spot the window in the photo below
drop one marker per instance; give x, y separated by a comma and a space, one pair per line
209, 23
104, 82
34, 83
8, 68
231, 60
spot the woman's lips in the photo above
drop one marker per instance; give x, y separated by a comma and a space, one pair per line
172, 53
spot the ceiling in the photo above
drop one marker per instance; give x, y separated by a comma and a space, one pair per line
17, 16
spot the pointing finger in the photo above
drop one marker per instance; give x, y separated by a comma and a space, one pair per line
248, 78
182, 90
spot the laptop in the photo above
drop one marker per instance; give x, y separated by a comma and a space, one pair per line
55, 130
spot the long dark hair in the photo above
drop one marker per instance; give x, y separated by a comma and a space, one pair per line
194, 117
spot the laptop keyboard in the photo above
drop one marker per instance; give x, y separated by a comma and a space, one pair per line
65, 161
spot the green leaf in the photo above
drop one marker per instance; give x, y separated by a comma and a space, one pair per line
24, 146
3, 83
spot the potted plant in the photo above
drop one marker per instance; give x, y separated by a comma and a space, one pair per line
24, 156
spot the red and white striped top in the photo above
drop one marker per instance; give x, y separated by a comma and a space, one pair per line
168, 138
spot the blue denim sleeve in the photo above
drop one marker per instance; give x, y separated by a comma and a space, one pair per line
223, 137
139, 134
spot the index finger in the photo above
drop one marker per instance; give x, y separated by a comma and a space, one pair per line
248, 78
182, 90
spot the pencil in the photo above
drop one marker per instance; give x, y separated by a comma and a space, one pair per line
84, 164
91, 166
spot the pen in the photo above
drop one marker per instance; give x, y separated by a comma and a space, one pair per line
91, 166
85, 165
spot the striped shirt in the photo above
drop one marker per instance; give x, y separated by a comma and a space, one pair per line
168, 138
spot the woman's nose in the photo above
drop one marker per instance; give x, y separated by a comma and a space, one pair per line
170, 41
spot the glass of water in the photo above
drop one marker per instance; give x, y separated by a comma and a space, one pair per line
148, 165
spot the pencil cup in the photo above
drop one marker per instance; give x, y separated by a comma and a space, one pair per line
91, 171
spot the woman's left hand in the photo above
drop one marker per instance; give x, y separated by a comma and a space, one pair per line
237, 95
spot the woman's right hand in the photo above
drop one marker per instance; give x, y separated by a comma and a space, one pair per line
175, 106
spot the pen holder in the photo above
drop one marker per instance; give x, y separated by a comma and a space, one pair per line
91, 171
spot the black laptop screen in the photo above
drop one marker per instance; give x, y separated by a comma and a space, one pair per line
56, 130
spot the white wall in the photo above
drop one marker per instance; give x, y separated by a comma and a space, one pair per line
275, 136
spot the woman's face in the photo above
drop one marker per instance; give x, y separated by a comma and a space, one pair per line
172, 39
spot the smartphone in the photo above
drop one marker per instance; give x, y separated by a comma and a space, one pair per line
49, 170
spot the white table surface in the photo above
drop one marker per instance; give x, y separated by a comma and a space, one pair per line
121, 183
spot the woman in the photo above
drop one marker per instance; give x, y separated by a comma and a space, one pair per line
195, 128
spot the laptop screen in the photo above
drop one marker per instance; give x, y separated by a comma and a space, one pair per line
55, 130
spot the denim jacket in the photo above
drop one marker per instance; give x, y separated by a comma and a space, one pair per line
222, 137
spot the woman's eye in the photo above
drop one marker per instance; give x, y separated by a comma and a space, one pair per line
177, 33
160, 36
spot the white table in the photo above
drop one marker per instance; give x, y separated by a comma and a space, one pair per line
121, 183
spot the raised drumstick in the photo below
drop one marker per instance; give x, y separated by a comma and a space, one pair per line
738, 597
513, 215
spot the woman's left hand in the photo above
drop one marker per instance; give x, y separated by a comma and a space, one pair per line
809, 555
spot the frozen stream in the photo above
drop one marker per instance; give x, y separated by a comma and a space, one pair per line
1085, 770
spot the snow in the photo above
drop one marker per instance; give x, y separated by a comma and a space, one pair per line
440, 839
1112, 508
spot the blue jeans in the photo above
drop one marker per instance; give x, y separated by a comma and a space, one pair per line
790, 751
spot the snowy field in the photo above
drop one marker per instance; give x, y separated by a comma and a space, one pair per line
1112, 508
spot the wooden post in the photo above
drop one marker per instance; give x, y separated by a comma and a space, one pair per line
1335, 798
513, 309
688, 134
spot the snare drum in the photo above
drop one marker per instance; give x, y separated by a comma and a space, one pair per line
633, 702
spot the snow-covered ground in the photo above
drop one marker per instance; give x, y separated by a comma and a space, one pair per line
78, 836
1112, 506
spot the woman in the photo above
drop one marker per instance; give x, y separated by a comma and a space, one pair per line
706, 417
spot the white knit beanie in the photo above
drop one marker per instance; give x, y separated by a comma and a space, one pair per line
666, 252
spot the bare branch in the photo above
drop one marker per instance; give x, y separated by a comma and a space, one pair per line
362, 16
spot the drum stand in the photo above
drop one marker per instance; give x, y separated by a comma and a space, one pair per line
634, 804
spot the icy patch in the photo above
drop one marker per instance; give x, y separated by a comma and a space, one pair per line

-----

# Set task:
Render every line of the entries above as a JSON list of strings, one string per line, skipping any blank lines.

# Answer to this problem:
[
  "spot the window in the photo below",
  "drop one marker per instance; give x, y separated by a comma and a space, one pair per line",
  "209, 23",
  "104, 82",
  "34, 83",
  "8, 68",
  "231, 60",
  "spot the woman's lips in the photo above",
  "drop one marker per instance; give x, y separated by a comma and a space, one pair per line",
  "172, 53",
  "spot the ceiling in the photo above",
  "drop one marker per instance; give x, y separated by a comma and a space, one pair per line",
  "17, 16",
  "spot the pointing finger in the photo above",
  "drop one marker per instance; give x, y separated by a comma and a space, one pair per line",
  "248, 78",
  "182, 90",
  "spot the laptop in the photo above",
  "drop one marker per instance; give x, y separated by a comma and a space, one pair per line",
  "55, 130",
  "spot the long dark hair in the photo above",
  "drop one marker per instance; give x, y separated by a comma and a space, one pair per line",
  "194, 117",
  "spot the laptop keyboard in the photo above",
  "drop one marker per instance; give x, y separated by a comma and a space, one pair per line",
  "65, 161",
  "spot the green leaf in the photo above",
  "drop one marker per instance; give x, y separated by a comma and a space, one pair per line",
  "24, 146",
  "3, 83",
  "spot the potted plant in the photo above",
  "drop one marker per instance; give x, y separated by a comma and a space, one pair per line",
  "24, 156",
  "spot the red and white striped top in the photo above",
  "drop one marker per instance; give x, y separated by a comma and a space, one pair per line",
  "168, 138",
  "spot the blue denim sleeve in the photo above",
  "drop one marker per instance; give x, y separated by a comma and a space, one pair per line",
  "223, 137",
  "139, 134",
  "spot the index finger in the photo above",
  "drop one marker per instance; give x, y separated by a comma and a space, one pair per line",
  "248, 78",
  "182, 90",
  "spot the pencil in the photo above",
  "drop one marker per instance; give x, y separated by a comma and a space, one pair per line",
  "84, 164",
  "91, 166",
  "spot the pen in the photo above",
  "drop one marker per instance; give x, y separated by a comma and a space, one pair per line",
  "91, 166",
  "85, 165",
  "spot the striped shirt in the photo above",
  "drop one marker per instance; give x, y separated by a comma and a space, one pair per line",
  "168, 138",
  "spot the woman's nose in the photo above",
  "drop one marker per instance; give x, y separated by a comma and a space, one pair per line",
  "170, 41",
  "spot the glass of water in the photo above",
  "drop one marker per instance; give x, y separated by a comma and a space, one pair per line",
  "148, 165",
  "spot the pencil cup in the photo above",
  "drop one marker per instance; give x, y separated by a comma and a space, one pair per line",
  "91, 171",
  "spot the woman's left hand in the photo above",
  "drop one marker per instance; give x, y separated by a comma and a space, one pair per line",
  "237, 95",
  "spot the woman's right hand in the photo above",
  "drop one marker per instance; give x, y separated by a comma and a space, one pair per line",
  "175, 106",
  "spot the pen holder in the photo above",
  "drop one marker per instance; give x, y separated by a comma and a space, one pair per line",
  "91, 171",
  "spot the black laptop screen in the photo above",
  "drop one marker per instance; give x, y separated by a comma and a space, one pair per line",
  "56, 130",
  "spot the white wall in the photo above",
  "drop one marker per instance; give x, y separated by a comma and a space, one pair per line",
  "275, 136",
  "spot the woman's face in the photo above",
  "drop one marker per instance; give x, y separated by a comma and a space, one pair per line",
  "172, 39",
  "spot the smartphone in the photo above",
  "drop one marker per instance; give x, y separated by a comma and a space, one pair per line",
  "49, 170",
  "spot the white table surface in the photo above",
  "drop one marker per instance; give x, y separated by a comma and a space, one pair per line",
  "121, 183",
  "spot the woman in the photo above",
  "drop one marker per instance; give x, y separated by a comma and a space, one pair per line",
  "195, 128",
  "spot the laptop screen in the photo above",
  "drop one marker per instance; give x, y separated by a comma and a space, one pair per line",
  "55, 130",
  "spot the denim jacket in the photo above",
  "drop one marker per instance; give x, y separated by a comma and a space, one pair per line",
  "222, 137",
  "spot the woman's eye in the photo above",
  "drop one marker per instance; give x, y separated by a comma and a space, one pair per line",
  "177, 33",
  "160, 36",
  "spot the white table in the photo above",
  "drop one marker per instance; give x, y separated by a comma and a space, one pair per line",
  "121, 183",
  "spot the raised drumstick in the photo below",
  "drop one marker per instance; give x, y separated by a comma and a space, one pair per line",
  "738, 597",
  "513, 215",
  "spot the woman's left hand in the photo above",
  "drop one marker per instance; give x, y separated by a comma and a space, one pair per line",
  "809, 555",
  "spot the frozen stream in the photo above",
  "drop one marker per instance; give x, y separated by a comma and a space, one pair per line",
  "1085, 770",
  "spot the snow in the photo above",
  "drop one marker per instance; give x, y separated by a comma and a space, one pair per line",
  "440, 839",
  "1112, 508",
  "spot the blue jeans in the photo above",
  "drop one marker per instance; give x, y separated by a comma and a space, one pair per line",
  "790, 751",
  "spot the snowy field in the photo above",
  "drop one marker per instance; give x, y separated by a comma and a space, one pair per line",
  "1112, 508",
  "spot the wooden post in the photo above",
  "drop one marker per instance; give x, y separated by a comma and a space, one pair per line",
  "1335, 798",
  "513, 309",
  "688, 134",
  "spot the snare drum in the photo above",
  "drop one marker per instance; give x, y separated by a comma and a space, one pair per line",
  "633, 702",
  "spot the snow-covered ground in the photo above",
  "drop one marker per instance; give x, y separated by a comma and a space, one pair per line",
  "78, 836",
  "1112, 506",
  "spot the woman in the photo above",
  "drop one marker per instance; give x, y separated by a comma and a space, one pair per line",
  "706, 417",
  "spot the white knit beanie in the photo above",
  "drop one marker per instance; give x, y separated by a comma and a space, one pair per line",
  "666, 252",
  "spot the bare branch in the photo above",
  "drop one marker per instance; give x, y separated by a comma and a space, one pair per line",
  "362, 16",
  "spot the drum stand in the photo above",
  "drop one marker per instance; give x, y separated by a comma and a space, one pair per line",
  "634, 804",
  "spot the icy patch in the photo above",
  "drop one marker per instance; give x, y separated by a comma and a space, one pair per line"
]